Extract every line of the records below that contains the word "baseball".

*** RECORDED INFORMATION ***

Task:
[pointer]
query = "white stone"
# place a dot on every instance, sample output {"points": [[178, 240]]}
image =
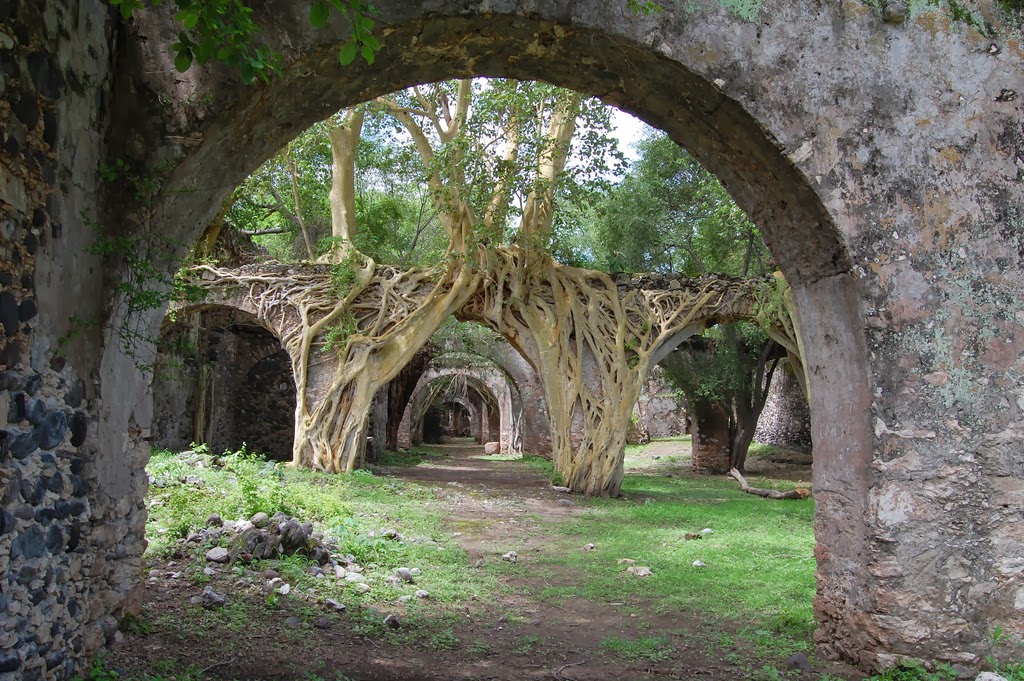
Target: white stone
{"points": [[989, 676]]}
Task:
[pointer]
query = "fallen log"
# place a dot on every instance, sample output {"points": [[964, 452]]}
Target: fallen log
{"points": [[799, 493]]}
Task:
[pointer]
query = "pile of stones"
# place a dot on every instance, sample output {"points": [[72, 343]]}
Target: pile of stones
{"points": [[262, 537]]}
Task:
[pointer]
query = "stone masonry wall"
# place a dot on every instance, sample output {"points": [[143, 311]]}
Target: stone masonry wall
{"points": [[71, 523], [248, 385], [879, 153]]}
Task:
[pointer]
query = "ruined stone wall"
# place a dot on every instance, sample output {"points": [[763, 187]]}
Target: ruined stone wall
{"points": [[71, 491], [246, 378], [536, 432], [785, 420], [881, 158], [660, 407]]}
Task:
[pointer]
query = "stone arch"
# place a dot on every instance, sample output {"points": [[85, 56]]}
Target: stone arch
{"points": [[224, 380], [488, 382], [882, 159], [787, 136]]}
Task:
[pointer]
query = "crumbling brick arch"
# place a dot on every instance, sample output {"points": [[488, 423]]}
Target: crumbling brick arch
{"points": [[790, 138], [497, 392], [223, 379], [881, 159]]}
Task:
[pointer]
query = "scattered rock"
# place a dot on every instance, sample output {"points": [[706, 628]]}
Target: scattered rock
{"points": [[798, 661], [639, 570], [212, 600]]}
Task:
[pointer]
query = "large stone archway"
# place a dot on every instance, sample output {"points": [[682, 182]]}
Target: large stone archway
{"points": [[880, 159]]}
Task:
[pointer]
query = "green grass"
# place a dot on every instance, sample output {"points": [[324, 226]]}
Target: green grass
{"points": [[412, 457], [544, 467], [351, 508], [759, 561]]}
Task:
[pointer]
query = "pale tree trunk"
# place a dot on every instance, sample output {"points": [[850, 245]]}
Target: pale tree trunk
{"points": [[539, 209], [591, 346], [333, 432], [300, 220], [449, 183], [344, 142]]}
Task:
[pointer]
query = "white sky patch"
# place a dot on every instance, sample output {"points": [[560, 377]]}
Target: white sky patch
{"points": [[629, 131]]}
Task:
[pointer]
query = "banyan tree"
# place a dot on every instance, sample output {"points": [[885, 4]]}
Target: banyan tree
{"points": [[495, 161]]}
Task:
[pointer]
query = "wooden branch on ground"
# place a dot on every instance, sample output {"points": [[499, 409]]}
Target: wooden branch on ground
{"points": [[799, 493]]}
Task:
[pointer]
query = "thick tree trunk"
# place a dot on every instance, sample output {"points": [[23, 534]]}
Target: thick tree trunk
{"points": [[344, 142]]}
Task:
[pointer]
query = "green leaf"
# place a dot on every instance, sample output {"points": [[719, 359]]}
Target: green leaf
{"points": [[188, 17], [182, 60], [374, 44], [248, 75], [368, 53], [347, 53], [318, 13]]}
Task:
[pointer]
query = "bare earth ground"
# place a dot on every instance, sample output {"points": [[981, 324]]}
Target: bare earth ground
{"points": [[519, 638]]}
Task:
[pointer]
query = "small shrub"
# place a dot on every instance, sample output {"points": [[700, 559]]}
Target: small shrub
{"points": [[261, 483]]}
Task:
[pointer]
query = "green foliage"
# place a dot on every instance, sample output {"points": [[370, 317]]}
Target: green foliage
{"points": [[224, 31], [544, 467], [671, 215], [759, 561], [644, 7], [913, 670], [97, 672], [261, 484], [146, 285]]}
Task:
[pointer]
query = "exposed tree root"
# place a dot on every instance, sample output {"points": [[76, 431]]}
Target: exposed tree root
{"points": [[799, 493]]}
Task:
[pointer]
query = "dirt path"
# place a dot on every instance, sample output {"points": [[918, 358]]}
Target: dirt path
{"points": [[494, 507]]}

***
*** RECORDED INFORMATION ***

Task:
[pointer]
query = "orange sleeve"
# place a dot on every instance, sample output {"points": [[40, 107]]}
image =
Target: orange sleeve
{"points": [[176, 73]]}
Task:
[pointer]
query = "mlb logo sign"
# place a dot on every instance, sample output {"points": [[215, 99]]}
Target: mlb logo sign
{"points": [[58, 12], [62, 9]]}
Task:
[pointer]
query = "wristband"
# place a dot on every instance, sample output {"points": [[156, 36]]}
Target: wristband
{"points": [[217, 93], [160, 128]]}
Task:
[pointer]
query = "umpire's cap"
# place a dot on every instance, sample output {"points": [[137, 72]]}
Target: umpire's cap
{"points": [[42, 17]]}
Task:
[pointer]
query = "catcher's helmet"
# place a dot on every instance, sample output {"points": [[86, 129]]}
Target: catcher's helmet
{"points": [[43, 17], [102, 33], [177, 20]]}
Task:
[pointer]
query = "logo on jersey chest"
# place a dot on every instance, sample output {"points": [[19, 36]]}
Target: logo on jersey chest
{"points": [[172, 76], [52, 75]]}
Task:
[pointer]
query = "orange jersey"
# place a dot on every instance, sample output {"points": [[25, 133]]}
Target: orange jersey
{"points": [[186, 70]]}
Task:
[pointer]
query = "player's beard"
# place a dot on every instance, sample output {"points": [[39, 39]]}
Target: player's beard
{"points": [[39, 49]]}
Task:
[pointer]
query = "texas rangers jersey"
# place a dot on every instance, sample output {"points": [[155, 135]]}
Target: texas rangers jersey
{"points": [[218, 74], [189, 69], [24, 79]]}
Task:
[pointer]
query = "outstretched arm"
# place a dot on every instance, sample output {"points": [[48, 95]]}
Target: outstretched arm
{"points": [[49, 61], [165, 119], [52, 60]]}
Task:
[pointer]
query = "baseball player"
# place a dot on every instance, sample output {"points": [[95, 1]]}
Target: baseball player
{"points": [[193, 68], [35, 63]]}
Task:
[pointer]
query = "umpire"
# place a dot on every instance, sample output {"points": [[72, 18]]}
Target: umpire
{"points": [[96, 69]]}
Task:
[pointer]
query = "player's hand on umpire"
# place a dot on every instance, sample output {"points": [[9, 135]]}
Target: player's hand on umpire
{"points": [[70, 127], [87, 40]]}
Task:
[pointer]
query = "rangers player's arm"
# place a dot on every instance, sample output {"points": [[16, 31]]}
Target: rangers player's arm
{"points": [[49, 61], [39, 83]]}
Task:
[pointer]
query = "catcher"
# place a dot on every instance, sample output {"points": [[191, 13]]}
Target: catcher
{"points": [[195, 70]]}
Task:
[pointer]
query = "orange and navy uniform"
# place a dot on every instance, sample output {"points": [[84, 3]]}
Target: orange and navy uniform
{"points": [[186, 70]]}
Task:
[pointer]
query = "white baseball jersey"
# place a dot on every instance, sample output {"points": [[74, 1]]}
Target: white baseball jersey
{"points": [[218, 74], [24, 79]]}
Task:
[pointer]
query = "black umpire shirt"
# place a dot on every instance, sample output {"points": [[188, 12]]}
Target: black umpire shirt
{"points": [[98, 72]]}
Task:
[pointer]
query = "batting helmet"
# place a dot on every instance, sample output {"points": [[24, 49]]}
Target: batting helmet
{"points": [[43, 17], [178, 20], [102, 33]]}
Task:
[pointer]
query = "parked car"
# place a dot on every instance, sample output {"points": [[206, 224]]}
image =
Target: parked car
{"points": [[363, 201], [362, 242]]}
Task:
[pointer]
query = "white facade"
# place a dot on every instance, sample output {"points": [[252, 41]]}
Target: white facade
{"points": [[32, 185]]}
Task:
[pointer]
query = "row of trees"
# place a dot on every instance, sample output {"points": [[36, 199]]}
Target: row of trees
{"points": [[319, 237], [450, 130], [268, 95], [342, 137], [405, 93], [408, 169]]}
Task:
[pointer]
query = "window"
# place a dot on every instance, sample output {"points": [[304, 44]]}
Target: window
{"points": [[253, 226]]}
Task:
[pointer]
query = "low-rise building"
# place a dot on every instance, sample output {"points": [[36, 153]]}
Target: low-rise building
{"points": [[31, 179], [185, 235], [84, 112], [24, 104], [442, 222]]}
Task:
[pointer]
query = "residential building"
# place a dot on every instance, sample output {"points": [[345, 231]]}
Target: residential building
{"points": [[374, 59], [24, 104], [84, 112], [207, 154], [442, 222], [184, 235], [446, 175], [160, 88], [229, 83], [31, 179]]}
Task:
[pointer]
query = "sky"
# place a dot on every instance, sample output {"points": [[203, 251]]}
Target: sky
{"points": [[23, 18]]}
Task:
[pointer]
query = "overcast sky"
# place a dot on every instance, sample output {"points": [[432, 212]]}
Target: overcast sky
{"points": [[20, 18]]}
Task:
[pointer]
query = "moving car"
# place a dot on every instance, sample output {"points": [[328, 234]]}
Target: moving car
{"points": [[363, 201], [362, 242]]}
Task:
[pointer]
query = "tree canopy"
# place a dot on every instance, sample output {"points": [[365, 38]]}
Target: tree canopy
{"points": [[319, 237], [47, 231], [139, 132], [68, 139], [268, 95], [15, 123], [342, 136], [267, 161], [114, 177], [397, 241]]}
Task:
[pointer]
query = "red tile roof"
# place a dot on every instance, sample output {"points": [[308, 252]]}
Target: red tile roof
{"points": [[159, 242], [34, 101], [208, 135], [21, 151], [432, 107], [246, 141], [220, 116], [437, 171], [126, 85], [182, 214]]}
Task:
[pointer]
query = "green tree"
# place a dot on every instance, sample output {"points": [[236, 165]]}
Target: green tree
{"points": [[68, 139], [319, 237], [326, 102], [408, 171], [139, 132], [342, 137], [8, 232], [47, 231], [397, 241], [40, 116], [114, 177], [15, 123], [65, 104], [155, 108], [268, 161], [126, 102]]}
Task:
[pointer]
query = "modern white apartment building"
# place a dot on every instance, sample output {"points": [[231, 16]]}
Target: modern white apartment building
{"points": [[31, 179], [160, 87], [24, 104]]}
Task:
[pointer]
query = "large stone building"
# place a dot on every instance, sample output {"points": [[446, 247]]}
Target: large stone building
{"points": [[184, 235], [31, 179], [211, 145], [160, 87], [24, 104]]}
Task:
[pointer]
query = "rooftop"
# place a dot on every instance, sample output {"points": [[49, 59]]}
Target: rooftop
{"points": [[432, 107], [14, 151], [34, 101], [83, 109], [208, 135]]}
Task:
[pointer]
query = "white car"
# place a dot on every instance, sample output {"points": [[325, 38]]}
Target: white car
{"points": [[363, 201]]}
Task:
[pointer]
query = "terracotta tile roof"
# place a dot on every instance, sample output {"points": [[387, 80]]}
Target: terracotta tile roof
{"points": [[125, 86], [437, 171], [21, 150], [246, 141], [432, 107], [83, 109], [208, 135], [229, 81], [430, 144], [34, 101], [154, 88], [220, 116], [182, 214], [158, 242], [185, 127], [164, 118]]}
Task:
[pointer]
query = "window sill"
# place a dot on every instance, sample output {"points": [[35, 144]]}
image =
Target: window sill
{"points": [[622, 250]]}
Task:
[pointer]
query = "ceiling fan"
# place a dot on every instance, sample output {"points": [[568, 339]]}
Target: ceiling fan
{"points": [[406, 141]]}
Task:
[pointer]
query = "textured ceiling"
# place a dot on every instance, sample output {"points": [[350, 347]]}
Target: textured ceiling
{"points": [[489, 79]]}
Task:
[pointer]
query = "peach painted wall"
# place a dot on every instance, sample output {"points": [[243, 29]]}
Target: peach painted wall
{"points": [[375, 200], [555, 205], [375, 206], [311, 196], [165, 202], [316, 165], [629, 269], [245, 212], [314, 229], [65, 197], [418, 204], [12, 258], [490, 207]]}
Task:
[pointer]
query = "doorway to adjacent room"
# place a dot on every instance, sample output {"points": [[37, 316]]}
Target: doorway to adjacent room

***

**TASK RESULT**.
query = "baseball player"
Target: baseball player
query = "white baseball jersey"
Target: white baseball jersey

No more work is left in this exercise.